» Requirement
Copy out all the lines of the data precisely, omitting any pictures.

[Opening Data for this exercise section]

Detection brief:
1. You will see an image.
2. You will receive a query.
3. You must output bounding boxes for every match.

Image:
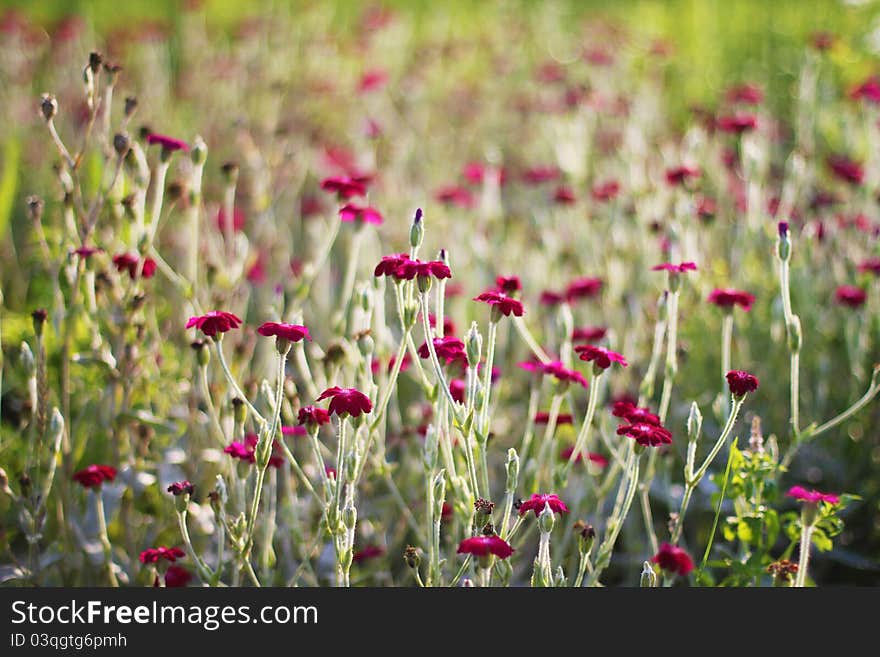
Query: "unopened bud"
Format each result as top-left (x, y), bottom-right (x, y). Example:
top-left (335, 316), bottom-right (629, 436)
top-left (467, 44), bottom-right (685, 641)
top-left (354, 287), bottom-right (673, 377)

[Closing Data for this exercise section]

» Output of the exercise
Detection brief:
1. You will see an image.
2. You will receive a query.
3. You must output bounding boxes for every match.

Image:
Query: "unopened bud"
Format each result as top-left (x, y), bottom-right (x, y). Example:
top-left (335, 316), bottom-right (629, 436)
top-left (467, 44), bottom-right (685, 641)
top-left (354, 287), bottom-right (673, 377)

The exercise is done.